:: MATERIAL FOR THIS TASK ::
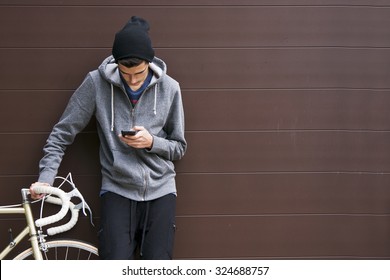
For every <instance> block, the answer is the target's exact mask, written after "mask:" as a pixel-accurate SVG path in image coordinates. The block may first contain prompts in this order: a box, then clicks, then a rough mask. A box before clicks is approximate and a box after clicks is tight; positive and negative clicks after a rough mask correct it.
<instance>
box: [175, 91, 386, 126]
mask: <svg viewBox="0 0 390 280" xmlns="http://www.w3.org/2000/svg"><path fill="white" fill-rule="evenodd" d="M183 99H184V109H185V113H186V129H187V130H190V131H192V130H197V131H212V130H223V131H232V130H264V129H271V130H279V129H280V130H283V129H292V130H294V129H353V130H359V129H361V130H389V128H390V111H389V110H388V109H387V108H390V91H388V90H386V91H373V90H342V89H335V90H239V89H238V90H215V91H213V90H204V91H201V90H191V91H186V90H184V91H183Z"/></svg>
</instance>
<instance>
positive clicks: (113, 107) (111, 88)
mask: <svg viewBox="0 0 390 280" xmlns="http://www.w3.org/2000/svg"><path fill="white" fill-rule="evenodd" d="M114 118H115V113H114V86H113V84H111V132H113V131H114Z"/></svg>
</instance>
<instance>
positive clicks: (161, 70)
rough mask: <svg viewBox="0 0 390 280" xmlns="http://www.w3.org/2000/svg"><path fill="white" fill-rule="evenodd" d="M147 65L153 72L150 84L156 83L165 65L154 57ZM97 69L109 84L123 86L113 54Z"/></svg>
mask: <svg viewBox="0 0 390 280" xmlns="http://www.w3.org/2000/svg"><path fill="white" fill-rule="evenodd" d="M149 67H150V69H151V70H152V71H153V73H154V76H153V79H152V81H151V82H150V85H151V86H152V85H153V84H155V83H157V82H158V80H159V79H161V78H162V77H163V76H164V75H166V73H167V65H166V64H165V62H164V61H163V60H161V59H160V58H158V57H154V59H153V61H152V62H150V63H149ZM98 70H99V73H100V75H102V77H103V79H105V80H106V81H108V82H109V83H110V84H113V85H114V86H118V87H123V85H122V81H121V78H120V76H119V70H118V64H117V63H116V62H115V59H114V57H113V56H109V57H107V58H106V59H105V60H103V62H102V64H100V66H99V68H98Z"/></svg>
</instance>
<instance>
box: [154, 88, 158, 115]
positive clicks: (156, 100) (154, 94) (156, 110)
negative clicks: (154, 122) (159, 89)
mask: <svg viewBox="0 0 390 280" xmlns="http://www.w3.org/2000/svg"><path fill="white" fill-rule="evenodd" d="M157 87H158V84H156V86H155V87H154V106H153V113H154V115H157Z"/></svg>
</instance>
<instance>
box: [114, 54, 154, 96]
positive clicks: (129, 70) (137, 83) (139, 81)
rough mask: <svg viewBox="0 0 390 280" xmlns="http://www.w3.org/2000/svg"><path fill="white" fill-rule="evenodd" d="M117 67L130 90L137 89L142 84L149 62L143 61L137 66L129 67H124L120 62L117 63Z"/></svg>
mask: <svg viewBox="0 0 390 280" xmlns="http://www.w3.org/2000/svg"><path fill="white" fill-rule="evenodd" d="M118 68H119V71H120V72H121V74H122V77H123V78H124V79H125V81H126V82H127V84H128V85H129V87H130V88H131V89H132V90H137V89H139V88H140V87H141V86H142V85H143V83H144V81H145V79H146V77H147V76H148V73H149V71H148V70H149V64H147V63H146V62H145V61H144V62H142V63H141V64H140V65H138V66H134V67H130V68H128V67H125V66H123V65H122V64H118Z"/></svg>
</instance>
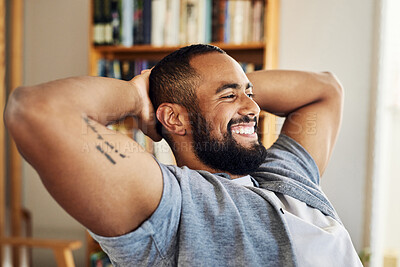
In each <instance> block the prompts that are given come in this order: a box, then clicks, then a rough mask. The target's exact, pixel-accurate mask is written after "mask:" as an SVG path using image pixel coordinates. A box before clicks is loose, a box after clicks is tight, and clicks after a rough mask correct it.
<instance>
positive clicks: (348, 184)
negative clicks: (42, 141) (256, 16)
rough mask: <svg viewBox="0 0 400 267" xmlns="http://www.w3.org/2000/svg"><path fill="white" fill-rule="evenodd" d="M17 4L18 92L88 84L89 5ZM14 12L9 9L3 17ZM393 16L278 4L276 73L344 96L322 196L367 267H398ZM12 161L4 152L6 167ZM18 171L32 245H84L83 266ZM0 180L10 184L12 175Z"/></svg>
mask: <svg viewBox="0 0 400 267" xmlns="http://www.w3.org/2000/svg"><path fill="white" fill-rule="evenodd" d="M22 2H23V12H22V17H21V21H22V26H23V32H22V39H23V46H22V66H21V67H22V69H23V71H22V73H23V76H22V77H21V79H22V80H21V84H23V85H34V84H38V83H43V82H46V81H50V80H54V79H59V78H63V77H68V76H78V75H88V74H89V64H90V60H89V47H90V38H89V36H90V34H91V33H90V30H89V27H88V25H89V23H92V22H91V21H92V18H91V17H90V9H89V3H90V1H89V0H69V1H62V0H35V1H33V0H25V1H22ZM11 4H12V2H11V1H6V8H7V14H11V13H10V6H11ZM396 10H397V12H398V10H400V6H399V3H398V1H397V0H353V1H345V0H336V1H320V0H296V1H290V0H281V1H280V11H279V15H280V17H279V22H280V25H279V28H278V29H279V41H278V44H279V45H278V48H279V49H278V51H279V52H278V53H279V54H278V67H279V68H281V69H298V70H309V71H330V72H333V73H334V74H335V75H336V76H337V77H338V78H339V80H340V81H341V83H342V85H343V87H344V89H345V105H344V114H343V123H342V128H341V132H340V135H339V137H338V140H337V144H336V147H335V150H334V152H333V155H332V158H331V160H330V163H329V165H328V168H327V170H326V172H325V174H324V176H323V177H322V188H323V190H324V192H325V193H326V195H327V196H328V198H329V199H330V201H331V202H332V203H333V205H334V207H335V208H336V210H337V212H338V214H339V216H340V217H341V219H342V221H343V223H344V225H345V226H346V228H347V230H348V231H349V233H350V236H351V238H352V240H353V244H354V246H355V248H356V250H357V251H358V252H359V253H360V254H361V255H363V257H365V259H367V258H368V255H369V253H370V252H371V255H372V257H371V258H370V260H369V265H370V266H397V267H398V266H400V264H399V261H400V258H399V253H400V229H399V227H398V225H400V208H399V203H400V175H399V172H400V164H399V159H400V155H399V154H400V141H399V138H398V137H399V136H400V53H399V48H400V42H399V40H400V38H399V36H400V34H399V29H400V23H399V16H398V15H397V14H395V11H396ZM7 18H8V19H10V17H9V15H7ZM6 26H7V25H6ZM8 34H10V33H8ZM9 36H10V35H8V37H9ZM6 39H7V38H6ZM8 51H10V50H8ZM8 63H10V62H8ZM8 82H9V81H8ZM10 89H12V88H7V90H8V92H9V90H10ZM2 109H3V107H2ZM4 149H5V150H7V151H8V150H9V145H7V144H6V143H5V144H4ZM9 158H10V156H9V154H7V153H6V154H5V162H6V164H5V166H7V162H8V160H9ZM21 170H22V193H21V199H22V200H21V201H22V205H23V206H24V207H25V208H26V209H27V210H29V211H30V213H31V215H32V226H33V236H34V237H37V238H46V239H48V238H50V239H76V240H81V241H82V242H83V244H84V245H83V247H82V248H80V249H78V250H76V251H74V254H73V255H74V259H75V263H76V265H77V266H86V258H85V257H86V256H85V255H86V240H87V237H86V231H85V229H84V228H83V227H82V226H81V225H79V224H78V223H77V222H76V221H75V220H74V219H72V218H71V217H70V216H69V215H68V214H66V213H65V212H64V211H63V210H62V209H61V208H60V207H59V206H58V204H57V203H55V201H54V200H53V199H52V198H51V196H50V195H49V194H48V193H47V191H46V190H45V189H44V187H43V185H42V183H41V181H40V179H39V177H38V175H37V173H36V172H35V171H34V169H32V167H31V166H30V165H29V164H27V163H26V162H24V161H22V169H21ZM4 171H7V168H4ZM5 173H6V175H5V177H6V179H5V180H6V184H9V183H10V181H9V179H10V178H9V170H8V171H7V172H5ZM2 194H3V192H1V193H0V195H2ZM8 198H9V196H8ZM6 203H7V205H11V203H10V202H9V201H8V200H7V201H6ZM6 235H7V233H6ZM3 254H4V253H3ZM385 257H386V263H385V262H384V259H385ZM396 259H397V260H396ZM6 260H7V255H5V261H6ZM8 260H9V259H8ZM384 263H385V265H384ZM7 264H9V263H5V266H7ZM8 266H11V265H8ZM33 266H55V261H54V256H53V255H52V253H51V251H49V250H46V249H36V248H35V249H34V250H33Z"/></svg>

* * *

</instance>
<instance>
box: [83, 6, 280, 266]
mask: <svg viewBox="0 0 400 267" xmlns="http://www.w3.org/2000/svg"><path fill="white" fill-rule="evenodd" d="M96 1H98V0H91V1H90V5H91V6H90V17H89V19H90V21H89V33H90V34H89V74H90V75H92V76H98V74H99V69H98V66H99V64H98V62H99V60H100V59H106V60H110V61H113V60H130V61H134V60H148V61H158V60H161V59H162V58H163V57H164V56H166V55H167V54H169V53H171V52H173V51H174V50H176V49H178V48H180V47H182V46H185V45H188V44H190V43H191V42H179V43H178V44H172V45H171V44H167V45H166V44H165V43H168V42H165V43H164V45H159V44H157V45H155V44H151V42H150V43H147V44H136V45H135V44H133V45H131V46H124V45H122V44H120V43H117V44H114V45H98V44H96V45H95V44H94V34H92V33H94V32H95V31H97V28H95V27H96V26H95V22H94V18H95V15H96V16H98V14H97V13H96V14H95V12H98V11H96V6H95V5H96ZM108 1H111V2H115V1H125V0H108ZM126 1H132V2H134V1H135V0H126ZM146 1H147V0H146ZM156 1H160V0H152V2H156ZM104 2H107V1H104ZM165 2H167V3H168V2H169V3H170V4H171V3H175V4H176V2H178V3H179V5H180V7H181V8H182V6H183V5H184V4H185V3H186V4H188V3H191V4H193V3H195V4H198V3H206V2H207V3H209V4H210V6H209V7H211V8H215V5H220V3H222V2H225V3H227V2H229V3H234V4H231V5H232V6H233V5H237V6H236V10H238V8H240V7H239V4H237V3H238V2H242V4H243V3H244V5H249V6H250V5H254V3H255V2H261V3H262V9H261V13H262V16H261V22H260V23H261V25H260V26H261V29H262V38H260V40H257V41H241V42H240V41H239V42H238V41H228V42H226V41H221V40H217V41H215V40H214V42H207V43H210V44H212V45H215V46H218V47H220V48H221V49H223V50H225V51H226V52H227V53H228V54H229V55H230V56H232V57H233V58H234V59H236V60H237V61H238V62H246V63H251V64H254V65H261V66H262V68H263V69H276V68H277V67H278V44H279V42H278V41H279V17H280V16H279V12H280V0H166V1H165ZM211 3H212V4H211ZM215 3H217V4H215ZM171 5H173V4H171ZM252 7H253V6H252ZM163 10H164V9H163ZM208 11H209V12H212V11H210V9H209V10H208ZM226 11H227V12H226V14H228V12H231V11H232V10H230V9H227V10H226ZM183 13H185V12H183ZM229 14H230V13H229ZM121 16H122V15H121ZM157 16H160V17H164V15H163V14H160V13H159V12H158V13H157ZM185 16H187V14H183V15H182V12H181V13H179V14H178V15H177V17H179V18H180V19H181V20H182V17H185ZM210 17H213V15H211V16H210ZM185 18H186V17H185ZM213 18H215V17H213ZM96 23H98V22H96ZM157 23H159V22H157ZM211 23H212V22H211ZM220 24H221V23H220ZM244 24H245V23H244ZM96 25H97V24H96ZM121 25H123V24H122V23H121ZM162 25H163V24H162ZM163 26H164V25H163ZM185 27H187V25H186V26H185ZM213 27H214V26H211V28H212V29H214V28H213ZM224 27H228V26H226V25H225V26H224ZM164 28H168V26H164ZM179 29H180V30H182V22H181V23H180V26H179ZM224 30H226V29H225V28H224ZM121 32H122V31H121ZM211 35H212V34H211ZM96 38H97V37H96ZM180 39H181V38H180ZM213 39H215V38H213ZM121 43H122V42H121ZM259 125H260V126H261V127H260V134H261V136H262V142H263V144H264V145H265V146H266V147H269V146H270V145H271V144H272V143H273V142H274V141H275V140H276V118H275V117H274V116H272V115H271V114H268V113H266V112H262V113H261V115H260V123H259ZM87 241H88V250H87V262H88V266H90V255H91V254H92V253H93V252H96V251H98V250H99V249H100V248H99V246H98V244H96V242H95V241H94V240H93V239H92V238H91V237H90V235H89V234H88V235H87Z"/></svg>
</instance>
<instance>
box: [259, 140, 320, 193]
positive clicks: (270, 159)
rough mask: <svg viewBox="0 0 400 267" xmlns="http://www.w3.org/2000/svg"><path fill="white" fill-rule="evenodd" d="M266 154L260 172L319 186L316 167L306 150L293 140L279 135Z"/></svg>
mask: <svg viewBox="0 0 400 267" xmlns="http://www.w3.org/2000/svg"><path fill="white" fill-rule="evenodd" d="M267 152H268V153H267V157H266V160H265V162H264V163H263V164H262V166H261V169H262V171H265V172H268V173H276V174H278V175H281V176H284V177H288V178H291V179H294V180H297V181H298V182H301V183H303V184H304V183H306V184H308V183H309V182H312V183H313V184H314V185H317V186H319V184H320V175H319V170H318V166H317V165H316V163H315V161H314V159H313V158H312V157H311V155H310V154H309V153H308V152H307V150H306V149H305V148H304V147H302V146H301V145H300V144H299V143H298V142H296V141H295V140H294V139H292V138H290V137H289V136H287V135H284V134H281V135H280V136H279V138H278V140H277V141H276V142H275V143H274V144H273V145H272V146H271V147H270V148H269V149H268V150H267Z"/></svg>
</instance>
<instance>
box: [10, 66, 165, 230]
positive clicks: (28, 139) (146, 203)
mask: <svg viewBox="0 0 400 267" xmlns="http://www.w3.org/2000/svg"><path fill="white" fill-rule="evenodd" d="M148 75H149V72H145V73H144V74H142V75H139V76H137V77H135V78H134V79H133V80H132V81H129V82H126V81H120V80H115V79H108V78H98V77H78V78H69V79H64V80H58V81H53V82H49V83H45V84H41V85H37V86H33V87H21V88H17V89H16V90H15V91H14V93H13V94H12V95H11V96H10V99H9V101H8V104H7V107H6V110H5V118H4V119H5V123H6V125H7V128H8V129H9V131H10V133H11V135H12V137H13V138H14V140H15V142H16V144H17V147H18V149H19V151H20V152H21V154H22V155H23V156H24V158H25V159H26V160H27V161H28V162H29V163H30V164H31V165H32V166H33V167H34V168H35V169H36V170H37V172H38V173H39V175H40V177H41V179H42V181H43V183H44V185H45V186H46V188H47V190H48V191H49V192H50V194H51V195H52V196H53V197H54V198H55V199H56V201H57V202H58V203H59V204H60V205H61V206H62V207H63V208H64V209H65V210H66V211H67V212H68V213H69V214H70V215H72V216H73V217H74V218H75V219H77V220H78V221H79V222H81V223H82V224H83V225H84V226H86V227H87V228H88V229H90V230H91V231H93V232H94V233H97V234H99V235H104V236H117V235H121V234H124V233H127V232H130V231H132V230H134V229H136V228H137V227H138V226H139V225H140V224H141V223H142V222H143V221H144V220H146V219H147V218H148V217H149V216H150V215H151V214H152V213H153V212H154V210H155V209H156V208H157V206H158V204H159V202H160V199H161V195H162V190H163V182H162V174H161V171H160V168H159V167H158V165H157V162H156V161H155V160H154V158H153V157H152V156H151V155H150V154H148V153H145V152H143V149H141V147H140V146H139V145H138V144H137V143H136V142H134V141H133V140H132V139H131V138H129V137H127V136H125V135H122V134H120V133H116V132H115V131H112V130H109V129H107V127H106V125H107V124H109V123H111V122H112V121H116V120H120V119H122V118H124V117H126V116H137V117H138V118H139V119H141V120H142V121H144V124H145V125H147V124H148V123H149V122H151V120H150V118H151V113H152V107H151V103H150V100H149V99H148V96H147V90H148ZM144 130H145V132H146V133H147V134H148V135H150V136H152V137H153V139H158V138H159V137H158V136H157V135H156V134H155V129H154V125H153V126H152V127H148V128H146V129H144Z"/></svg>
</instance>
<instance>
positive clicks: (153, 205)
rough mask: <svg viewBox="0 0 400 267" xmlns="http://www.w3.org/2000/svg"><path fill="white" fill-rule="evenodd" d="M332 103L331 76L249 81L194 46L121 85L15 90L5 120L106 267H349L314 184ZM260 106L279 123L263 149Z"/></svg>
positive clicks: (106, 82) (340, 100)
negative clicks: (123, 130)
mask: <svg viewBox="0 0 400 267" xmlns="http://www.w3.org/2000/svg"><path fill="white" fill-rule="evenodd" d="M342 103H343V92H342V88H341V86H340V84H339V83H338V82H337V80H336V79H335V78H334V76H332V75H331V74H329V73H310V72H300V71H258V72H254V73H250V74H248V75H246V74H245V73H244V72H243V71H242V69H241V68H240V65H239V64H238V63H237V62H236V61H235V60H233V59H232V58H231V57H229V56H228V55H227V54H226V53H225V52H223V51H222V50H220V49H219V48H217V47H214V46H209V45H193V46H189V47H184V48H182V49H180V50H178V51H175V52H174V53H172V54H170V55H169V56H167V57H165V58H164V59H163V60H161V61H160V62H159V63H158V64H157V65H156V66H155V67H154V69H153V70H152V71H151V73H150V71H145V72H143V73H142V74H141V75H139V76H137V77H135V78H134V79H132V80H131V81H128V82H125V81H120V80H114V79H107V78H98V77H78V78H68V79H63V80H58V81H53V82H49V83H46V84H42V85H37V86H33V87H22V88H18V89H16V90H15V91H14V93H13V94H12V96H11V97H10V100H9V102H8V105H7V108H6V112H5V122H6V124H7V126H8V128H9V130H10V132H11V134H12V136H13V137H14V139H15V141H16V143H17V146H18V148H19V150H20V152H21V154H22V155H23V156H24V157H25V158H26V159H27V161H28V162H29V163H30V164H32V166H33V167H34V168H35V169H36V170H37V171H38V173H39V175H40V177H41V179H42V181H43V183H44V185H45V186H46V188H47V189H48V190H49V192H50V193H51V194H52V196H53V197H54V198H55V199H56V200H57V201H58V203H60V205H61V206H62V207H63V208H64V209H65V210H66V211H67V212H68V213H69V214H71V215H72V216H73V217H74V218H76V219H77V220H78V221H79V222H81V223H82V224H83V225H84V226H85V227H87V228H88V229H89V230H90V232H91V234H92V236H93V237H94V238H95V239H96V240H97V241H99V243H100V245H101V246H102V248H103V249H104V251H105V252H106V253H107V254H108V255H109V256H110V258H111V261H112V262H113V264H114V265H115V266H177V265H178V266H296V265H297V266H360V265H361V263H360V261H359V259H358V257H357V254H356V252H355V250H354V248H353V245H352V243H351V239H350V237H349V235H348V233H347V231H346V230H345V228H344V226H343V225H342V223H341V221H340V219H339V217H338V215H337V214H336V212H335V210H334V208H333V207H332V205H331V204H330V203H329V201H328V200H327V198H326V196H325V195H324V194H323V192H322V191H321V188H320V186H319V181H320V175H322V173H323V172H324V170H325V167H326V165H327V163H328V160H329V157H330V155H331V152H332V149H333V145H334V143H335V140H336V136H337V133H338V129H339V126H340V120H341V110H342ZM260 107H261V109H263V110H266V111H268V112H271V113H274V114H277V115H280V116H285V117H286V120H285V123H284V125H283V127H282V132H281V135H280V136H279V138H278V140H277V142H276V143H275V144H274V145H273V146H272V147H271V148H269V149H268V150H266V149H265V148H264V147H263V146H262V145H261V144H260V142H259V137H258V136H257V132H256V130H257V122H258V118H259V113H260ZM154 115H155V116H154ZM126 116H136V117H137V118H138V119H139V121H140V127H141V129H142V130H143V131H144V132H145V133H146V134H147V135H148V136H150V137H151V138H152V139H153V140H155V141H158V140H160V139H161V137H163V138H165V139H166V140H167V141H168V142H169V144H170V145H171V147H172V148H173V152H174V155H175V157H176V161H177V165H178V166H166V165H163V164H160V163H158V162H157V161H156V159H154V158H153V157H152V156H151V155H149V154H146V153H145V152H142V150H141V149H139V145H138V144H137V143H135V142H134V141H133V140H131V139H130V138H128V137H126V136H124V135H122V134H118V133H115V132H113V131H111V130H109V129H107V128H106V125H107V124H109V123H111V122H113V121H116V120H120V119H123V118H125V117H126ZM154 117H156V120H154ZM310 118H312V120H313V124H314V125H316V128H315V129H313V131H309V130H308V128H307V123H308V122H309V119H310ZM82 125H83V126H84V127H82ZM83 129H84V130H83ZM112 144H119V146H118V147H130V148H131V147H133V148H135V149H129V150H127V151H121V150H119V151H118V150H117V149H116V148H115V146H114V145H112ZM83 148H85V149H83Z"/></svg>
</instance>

:: YOUR OBJECTIVE ::
Some lines of the data above may hold the word "correct"; report how many do, and nothing else.

:: TASK RESPONSE ::
2